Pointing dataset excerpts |
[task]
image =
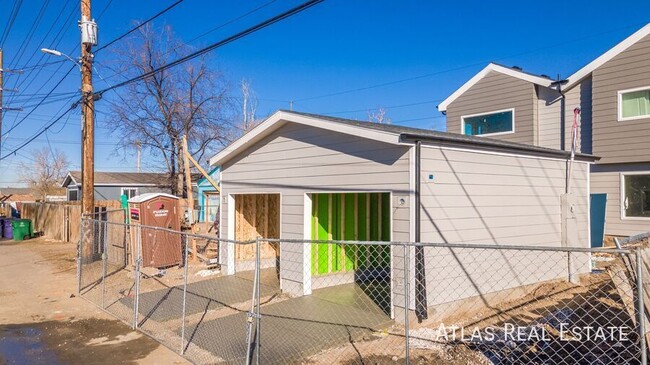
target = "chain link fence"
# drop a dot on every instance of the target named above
(323, 302)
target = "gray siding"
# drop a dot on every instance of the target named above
(298, 159)
(579, 96)
(548, 118)
(497, 91)
(625, 141)
(501, 200)
(608, 180)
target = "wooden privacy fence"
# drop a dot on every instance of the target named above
(60, 221)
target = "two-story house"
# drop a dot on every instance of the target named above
(613, 94)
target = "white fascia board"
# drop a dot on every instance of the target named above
(538, 80)
(605, 57)
(281, 117)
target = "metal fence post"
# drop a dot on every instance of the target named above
(138, 261)
(258, 268)
(249, 319)
(641, 307)
(104, 258)
(185, 264)
(407, 289)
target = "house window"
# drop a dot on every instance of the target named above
(73, 195)
(129, 192)
(636, 195)
(498, 122)
(634, 104)
(211, 207)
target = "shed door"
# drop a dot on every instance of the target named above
(350, 217)
(161, 247)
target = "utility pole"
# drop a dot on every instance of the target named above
(88, 39)
(1, 95)
(139, 144)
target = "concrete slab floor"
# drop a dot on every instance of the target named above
(297, 328)
(210, 294)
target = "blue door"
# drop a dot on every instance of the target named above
(597, 216)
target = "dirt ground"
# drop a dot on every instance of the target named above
(42, 321)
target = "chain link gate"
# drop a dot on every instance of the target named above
(484, 303)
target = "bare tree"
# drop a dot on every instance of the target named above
(249, 106)
(45, 173)
(379, 116)
(189, 99)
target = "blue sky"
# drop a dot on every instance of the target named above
(332, 48)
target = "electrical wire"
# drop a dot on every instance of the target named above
(30, 34)
(239, 35)
(15, 125)
(31, 139)
(252, 11)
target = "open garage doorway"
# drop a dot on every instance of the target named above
(257, 215)
(352, 217)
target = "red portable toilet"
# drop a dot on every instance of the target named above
(160, 247)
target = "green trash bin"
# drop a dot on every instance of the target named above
(22, 229)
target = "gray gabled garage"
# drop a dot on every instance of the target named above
(470, 190)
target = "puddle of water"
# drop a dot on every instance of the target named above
(23, 345)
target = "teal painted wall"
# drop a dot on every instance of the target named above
(203, 187)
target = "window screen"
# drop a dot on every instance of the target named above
(637, 195)
(129, 192)
(635, 104)
(73, 195)
(489, 123)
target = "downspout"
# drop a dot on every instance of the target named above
(420, 274)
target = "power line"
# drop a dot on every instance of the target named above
(30, 140)
(117, 73)
(28, 38)
(139, 26)
(39, 104)
(216, 45)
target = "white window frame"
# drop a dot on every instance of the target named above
(462, 122)
(68, 194)
(620, 104)
(622, 195)
(127, 188)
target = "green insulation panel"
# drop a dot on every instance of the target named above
(350, 217)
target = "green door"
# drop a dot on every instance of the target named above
(350, 217)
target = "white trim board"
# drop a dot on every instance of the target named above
(619, 106)
(538, 80)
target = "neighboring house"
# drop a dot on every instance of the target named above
(613, 93)
(11, 200)
(112, 185)
(300, 176)
(208, 197)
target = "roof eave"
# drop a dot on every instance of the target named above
(584, 72)
(496, 146)
(537, 80)
(280, 117)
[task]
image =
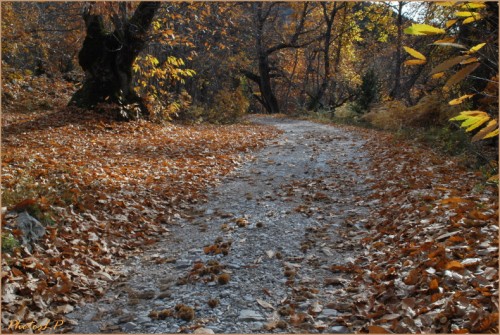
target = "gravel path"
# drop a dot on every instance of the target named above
(274, 228)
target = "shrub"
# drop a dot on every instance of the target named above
(227, 107)
(431, 110)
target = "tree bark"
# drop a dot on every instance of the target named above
(107, 60)
(396, 90)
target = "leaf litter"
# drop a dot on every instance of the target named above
(107, 189)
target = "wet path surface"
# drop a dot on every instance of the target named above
(272, 229)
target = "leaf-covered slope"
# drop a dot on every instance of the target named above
(104, 190)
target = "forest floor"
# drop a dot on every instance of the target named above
(279, 226)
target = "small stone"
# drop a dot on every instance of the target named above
(129, 326)
(250, 315)
(183, 264)
(256, 326)
(126, 318)
(339, 330)
(32, 229)
(164, 294)
(203, 331)
(149, 294)
(328, 313)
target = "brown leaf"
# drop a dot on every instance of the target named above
(377, 330)
(412, 277)
(454, 265)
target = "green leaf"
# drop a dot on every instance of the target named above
(448, 64)
(476, 48)
(487, 130)
(472, 19)
(460, 75)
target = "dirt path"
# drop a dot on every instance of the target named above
(283, 219)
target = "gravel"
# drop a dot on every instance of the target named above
(290, 212)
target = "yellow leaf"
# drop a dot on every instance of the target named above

Stated problem | Omit the images and transcribe all of the records above word for word.

Result of this exercise |
[task]
image =
target = "chain link fence"
# drop a dot on every instance of the target named above
(323, 302)
target = "gray siding"
# drop a dot on every instance of the target named above
(298, 159)
(579, 96)
(548, 118)
(497, 91)
(625, 141)
(501, 200)
(608, 180)
target = "wooden privacy fence"
# drop a dot on every instance of the target named above
(60, 221)
target = "two-story house"
# drop a dot on every instance of the target named above
(613, 94)
target = "white fascia board"
# drop a dot on every instance of the target named above
(538, 80)
(605, 57)
(281, 117)
target = "metal fence post"
# drop a dot on every instance of the target named above
(138, 261)
(258, 268)
(249, 319)
(641, 307)
(104, 258)
(185, 264)
(407, 289)
target = "house window"
# drop a dot on every instance of the target named above
(73, 195)
(129, 192)
(636, 195)
(498, 122)
(634, 104)
(211, 207)
target = "shed door"
# drop a dot on every instance of the target named above
(350, 217)
(161, 247)
target = "utility pole"
# drop a dot on every instance of the target named above
(88, 39)
(1, 95)
(139, 144)
target = "concrete slab floor"
# drop a dot on every instance of the target named above
(297, 328)
(210, 294)
target = "blue door"
# drop a dot on every instance of the target named above
(597, 216)
target = "dirt ground"
# drop a dot on every instance of the target named above
(42, 321)
target = "chain link gate"
# drop a dot on every instance of the target named above
(484, 303)
target = "bare tree"
# drop a dot on every instance of the target named above
(249, 106)
(45, 173)
(379, 116)
(189, 99)
target = "blue sky"
# drop a dot on every instance of the target named above
(332, 48)
target = "electrical wire"
# drop a dot on every instance of the target named above
(30, 34)
(239, 35)
(15, 125)
(31, 139)
(252, 11)
target = "open garage doorway"
# drop a dot on every instance of the target named above
(257, 215)
(352, 217)
target = "red portable toilet"
# drop a dot on every instance of the target named above
(160, 247)
target = "green trash bin"
# drop a dot on every instance of the target named above
(22, 229)
target = "gray gabled garage"
# drop a dot on every instance of the target named above
(470, 190)
target = "puddle of water"
# drop a dot on every instance of the target named above
(23, 345)
target = "teal painted wall"
# drop a dot on every instance of the target named above
(203, 187)
target = "window screen"
# drop a dot on every instance of the target named above
(637, 195)
(129, 192)
(635, 104)
(73, 195)
(489, 123)
target = "downspout"
# drop a dot on every instance of the target named above
(420, 274)
target = "power line"
# drop a dot on every instance of the target named above
(30, 140)
(117, 73)
(28, 38)
(139, 26)
(39, 104)
(216, 45)
target = "white window frame"
# drop a dot on every instance of the target named above
(462, 122)
(68, 194)
(620, 104)
(622, 195)
(127, 188)
target = "green insulation panel"
# drop a dot on every instance of the target named above
(350, 217)
target = "green door"
# drop a dot on every instance of the target named above
(350, 217)
target = "white trim board"
# drop a dot on every instance of the target named above
(619, 106)
(538, 80)
target = "neighboring house"
# drop a dot on every instance of the target named above
(613, 93)
(11, 200)
(112, 185)
(300, 176)
(208, 197)
target = "roof eave"
# drop a dot on every instance of the target named above
(584, 72)
(496, 146)
(537, 80)
(280, 117)
[task]
image =
target = "gravel path"
# drop a dot on every instance of the target named above
(274, 228)
target = "shrub"
# drop a dot on every instance of the target named above
(227, 107)
(431, 110)
target = "tree bark"
# drop a dot on every instance of the target named above
(107, 60)
(396, 90)
target = "leaf litter"
# drop a dot on every instance of the target named above
(107, 189)
target = "wet path surface"
# drop a dot on every instance of the target named above
(272, 229)
target = "leaf-covered slope"
# drop a dot on every instance of the target named above
(104, 190)
target = "forest floor"
# drop a dot on every instance of the target named above
(279, 226)
target = "small stone"
# drop a dot on every instance of the target named above
(129, 326)
(250, 315)
(183, 264)
(256, 326)
(126, 318)
(339, 330)
(32, 229)
(164, 294)
(203, 331)
(149, 294)
(328, 313)
target = "brown leaf"
# drop a dot on every instance of the target named above
(377, 330)
(412, 277)
(454, 265)
target = "green leaf"
# drop a dot on every instance of the target named above
(448, 64)
(476, 48)
(487, 130)
(472, 19)
(460, 75)
target = "dirt path"
# drop a dot on every instance of the target named above
(283, 219)
target = "gravel"
# drop a dot on every instance of the target named above
(290, 212)
target = "yellow leaf"
# drop a dot on every instance of the target named above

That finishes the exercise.